Retype the records below exactly as they appear, but leave out any pictures.

····················

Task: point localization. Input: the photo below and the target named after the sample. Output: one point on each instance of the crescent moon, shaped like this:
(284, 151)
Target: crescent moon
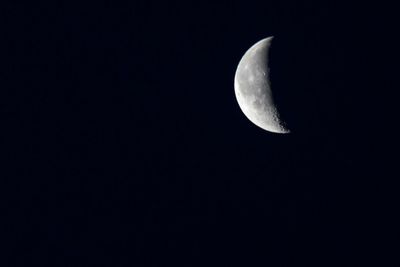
(253, 88)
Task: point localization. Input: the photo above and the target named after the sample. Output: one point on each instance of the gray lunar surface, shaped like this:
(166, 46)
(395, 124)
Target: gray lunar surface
(253, 89)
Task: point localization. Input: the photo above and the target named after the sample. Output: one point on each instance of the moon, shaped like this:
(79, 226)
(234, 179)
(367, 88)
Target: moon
(253, 89)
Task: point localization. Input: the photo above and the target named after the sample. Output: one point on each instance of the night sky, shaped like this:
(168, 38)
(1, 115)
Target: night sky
(128, 148)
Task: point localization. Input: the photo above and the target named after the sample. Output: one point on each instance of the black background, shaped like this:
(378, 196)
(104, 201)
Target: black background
(126, 145)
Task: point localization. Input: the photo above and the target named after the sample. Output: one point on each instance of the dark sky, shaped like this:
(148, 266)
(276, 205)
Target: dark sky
(128, 148)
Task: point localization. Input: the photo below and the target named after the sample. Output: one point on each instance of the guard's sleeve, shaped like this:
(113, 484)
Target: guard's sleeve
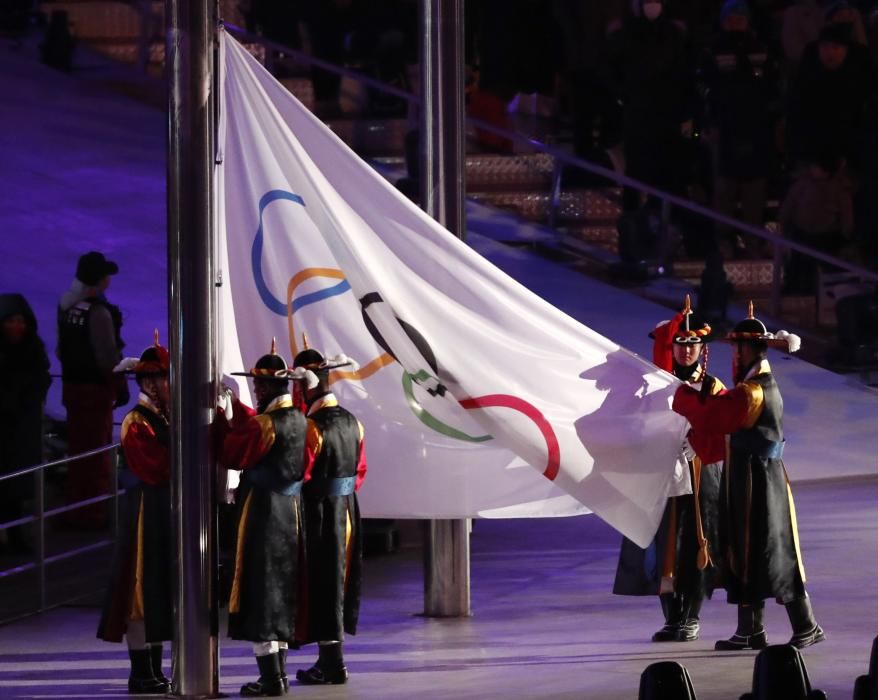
(248, 440)
(723, 413)
(146, 458)
(361, 459)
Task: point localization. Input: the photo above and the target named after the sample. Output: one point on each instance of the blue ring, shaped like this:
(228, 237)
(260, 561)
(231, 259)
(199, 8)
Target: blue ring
(272, 302)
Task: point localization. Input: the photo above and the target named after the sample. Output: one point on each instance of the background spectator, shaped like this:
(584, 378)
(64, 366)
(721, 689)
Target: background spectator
(24, 381)
(89, 346)
(650, 69)
(741, 88)
(827, 100)
(818, 212)
(801, 25)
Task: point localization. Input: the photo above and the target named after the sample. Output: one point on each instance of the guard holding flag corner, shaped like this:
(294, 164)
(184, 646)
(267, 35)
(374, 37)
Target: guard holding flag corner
(758, 530)
(681, 564)
(332, 517)
(269, 446)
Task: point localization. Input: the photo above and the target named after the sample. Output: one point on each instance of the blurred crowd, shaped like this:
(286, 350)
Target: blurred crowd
(734, 104)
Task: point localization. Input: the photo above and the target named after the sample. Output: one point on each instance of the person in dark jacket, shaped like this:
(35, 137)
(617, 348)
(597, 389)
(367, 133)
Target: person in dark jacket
(24, 381)
(89, 346)
(332, 518)
(139, 603)
(758, 529)
(740, 78)
(827, 99)
(648, 64)
(681, 565)
(269, 446)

····················

**Completed exercise:**
Task: point localization. Input: the photo below and the target named after the sample. Output: one point on each instance of the crescent moon, shaped like this:
(284, 151)
Target: crescent moon
(253, 88)
Task: point localization. Input: the photo above and the target named after the sample. Output: one point on each instance of the gray lunar surface, shaped like this:
(166, 46)
(395, 124)
Target: gray lunar surface
(253, 89)
Task: point localization. Input: the photo above and the target named after the sample. Output: one point on each instance of the moon, shaped like this:
(79, 226)
(234, 179)
(367, 88)
Target: moon
(253, 89)
Task: point localization. Input: the photo above and the target named after the sample. Output: one point on each instance of the night sky, shaped like this:
(168, 38)
(1, 115)
Target: night sky
(128, 148)
Task: point localization. Input: the photo above and the target named after the sample. Output: one point on each instance of the black background, shaped like this:
(378, 196)
(104, 201)
Target: black background
(126, 145)
Task: point localization. Input: the photo above and the target named after the sample. Output: one point on each instance of the dark sky, shaped like this:
(148, 266)
(276, 205)
Target: dark sky
(128, 148)
Task: point localization. Input: the photo below and the target named after the sample. Output: one point on each instance of the guard's sleeve, shaped like this:
(113, 484)
Target: guard's sleeve
(248, 440)
(723, 413)
(146, 458)
(361, 459)
Task: point localization. Input: the photo above and the target named after the sample. Output: one point on each instance of the blue ring, shaped like this:
(228, 237)
(260, 561)
(231, 259)
(199, 8)
Target: blue ring
(272, 302)
Task: point localization. Input: the photo above and the target named after the sample. Output: one point on each instance of the background spectator, shaped like this:
(584, 378)
(64, 366)
(721, 689)
Target: background spectator
(24, 381)
(89, 346)
(650, 69)
(741, 88)
(827, 100)
(818, 212)
(801, 25)
Task: point localization. Input: the photo above and the target named after the sample. Output: one point on each instance of the guard holding flag corner, shaped like this:
(294, 164)
(184, 646)
(267, 35)
(374, 37)
Target: guard holding flag corner
(758, 530)
(681, 564)
(332, 517)
(269, 446)
Task: point localization. Input: the photo above and the target named after the sample. Output: one point on each instance of the blurred crowd, shaped like this:
(286, 350)
Target: blurred crowd
(734, 104)
Task: point localization. Input: the photo above and the target named after the sample. Output: one point on each instance of the person in dark jacket, shaped like this:
(35, 137)
(617, 348)
(597, 389)
(367, 133)
Target: person in dark jacket
(24, 381)
(89, 346)
(332, 518)
(139, 603)
(758, 529)
(740, 78)
(827, 99)
(648, 64)
(681, 565)
(269, 446)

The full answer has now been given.